[Start of Attachment]

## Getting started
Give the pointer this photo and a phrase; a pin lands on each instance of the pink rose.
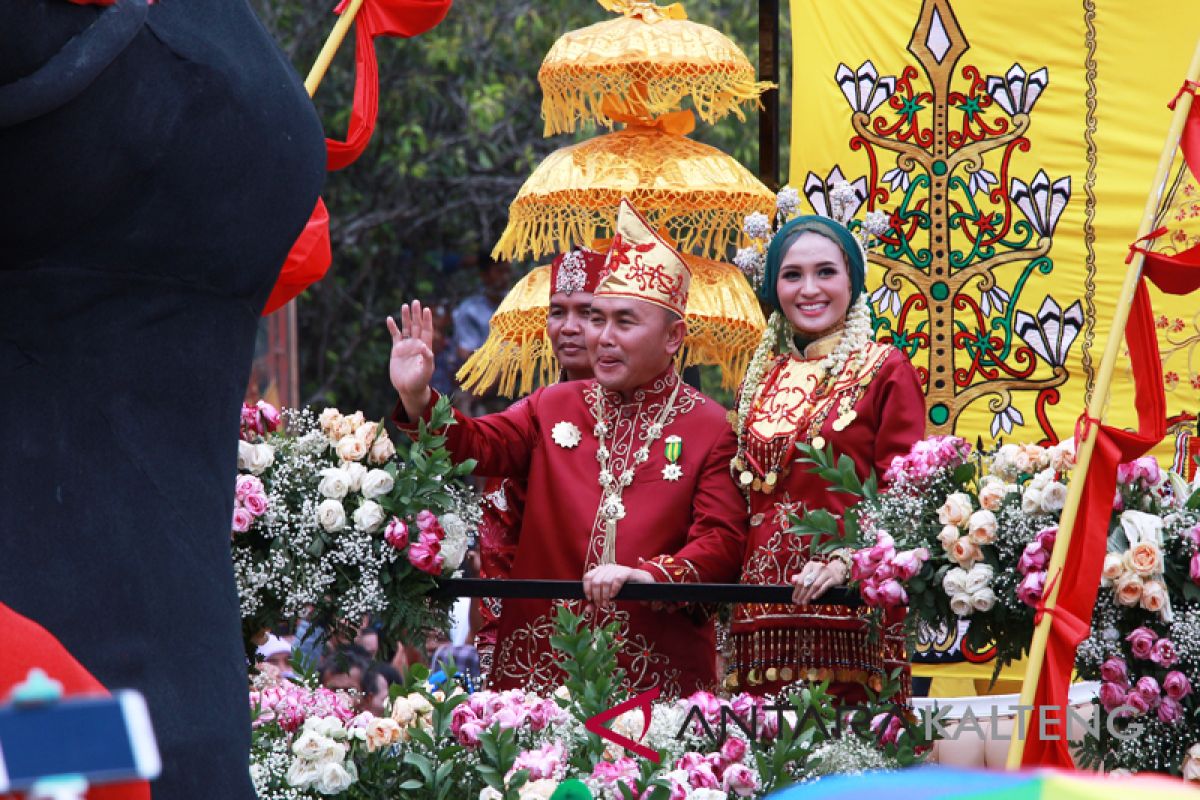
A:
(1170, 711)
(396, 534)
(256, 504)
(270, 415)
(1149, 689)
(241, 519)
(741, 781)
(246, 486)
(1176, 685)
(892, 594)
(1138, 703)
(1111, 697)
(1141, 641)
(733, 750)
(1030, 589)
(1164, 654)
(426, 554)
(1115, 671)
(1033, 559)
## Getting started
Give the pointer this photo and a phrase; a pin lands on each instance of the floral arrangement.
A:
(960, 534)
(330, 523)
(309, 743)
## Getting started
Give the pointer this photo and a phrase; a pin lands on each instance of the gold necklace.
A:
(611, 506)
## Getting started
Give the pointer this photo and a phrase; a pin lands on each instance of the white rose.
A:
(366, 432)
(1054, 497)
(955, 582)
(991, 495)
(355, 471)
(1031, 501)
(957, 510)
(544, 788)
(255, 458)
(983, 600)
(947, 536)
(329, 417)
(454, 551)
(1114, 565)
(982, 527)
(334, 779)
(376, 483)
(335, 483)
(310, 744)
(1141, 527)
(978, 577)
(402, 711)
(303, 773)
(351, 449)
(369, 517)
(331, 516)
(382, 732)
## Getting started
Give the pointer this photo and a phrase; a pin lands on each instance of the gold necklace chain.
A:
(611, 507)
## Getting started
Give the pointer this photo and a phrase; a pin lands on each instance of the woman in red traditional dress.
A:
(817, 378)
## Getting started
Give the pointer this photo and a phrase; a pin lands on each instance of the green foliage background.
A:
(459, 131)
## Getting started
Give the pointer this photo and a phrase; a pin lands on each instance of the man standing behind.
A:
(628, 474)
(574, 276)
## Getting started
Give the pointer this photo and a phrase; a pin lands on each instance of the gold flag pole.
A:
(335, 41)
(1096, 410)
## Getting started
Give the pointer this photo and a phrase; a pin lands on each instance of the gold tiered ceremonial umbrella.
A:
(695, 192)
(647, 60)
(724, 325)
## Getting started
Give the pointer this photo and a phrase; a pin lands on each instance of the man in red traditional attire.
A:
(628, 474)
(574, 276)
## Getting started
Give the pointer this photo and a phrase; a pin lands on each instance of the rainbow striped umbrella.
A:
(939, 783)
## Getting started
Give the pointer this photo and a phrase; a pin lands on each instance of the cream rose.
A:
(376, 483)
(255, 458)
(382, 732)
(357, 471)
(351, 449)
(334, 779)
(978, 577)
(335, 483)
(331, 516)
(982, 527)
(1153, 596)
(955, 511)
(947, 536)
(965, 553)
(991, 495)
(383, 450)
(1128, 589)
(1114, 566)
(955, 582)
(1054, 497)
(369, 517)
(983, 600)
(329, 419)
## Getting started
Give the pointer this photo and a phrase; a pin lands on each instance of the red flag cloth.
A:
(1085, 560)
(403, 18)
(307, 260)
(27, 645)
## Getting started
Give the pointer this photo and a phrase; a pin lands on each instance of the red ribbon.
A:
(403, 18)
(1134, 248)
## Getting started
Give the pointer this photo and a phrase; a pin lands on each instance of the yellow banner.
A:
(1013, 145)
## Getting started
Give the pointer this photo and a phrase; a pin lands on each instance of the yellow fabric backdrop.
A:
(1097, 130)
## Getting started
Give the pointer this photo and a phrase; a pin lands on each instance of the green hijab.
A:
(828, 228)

[End of Attachment]

_EXERCISE GOAL_
For the entries above, transcribe precisely the lines from the one with "the cream rose." through the end, including both.

_RESPONSE BELOW_
Give the pointer this photo and a phrase; a pin lands on each instance of the cream rose.
A:
(376, 483)
(255, 458)
(382, 732)
(357, 471)
(351, 449)
(334, 779)
(978, 577)
(335, 483)
(331, 516)
(982, 527)
(1153, 596)
(955, 511)
(947, 536)
(965, 553)
(991, 495)
(383, 450)
(1128, 589)
(1114, 566)
(955, 582)
(1054, 497)
(369, 517)
(983, 600)
(329, 419)
## Getting started
Give the pointer this photo and a phrase; a pin lands on each instance of the red flag cloth.
A:
(1085, 560)
(403, 18)
(307, 260)
(27, 645)
## Getting started
Give the pointer this photo and a phrase; a pin lands on each instance of the red ribbon.
A:
(403, 18)
(1134, 248)
## Getting started
Give the pointer this photo and a phrase; a pin lands on each instance of the yellow banner.
A:
(1013, 145)
## Getting started
Give the pointer this photo and a phrase; a pin lands on each instance of the yellow fabric backdrop.
A:
(1097, 130)
## Getting started
Give the pointer this photo and a phrase; a pin lands on each instance of the green hijab.
A:
(828, 228)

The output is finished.